### ACTIVITY:
Write out, word for word, the stretch of the column on Adam Schiff below from "My Take - This" through "isn't a crime.".

TEXT section start

By Thaddeus G. McCotter| February 16th, 2019
As we bemusedly observe U.S. Representative Adam “Pathfinder” Schiff (D-Calif.), chairman of the House Permanent Select Committee on Intelligence, continue to twist in his idiot wind—he now claims Special Counsel Robert Mueller’s general-warrant counterintelligence investigation into whether the Trump campaign colluded with the Russians in the 2016 campaign may not prove adequate—we should recall that in the earlier, heady days of the Russiagate weaponized lie, there was this suitably dismissive bit of snark charitably comparing Schiff’s quest for proof of this conspiracy theory with cryptozoologists hunting for the chimeric chupacabra.
In a perspicacious passage, reference was made to Werner Herzog’s “Incident at Loch Ness” where, desperately hoping the creature proves real, a character denounces the skeptics: “Show me one piece of evidence that proves this thing does not exist. They’re saying, ‘show us the evidence.’ I’m saying, ‘Show us the non-evidence.’”............To Read More.....
My Take - This tactic is universal among misfit activists, leftists, and scare mongers. It's a logical fallacy called proving a negative. You can only prove what things or people do, not what they don't do. It's like asking a married person to prove they're not cheating on their spouse.
When it comes to pesticides they unendingly state: We don't know the long term effects! What's that mean? The effect one year later, five years later, ten years later, a hundred years later? Under that thinking no product could be produced. I could say peanut butter is the real cause for cancer and demand you prove it isn't.
Here Schiff is demanding is that Trump prove he didn't commit a crime. That can't be done, you can only prove someone committed a crime, not that they didn't commit a crime. And worse yet - what they're demanding to be proved wasn't a crime in the first place. Collusion isn't a crime.

TEXT section end
DATA RECORDS section start

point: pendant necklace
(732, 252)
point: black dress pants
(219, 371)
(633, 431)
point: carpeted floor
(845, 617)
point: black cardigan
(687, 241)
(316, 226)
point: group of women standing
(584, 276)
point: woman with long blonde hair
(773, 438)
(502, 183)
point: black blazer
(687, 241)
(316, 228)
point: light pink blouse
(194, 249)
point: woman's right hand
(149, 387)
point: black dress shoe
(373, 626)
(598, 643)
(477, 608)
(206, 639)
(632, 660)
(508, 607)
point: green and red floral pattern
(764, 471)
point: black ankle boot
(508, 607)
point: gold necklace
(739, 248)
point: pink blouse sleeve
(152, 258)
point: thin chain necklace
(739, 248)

DATA RECORDS section end

### EXERCISE RESPONSE:
My Take - This tactic is universal among misfit activists, leftists, and scare mongers. It's a logical fallacy called proving a negative. You can only prove what things or people do, not what they don't do. It's like asking a married person to prove they're not cheating on their spouse.
When it comes to pesticides they unendingly state: We don't know the long term effects! What's that mean? The effect one year later, five years later, ten years later, a hundred years later? Under that thinking no product could be produced. I could say peanut butter is the real cause for cancer and demand you prove it isn't.
Here Schiff is demanding is that Trump prove he didn't commit a crime. That can't be done, you can only prove someone committed a crime, not that they didn't commit a crime. And worse yet - what they're demanding to be proved wasn't a crime in the first place. Collusion isn't a crime.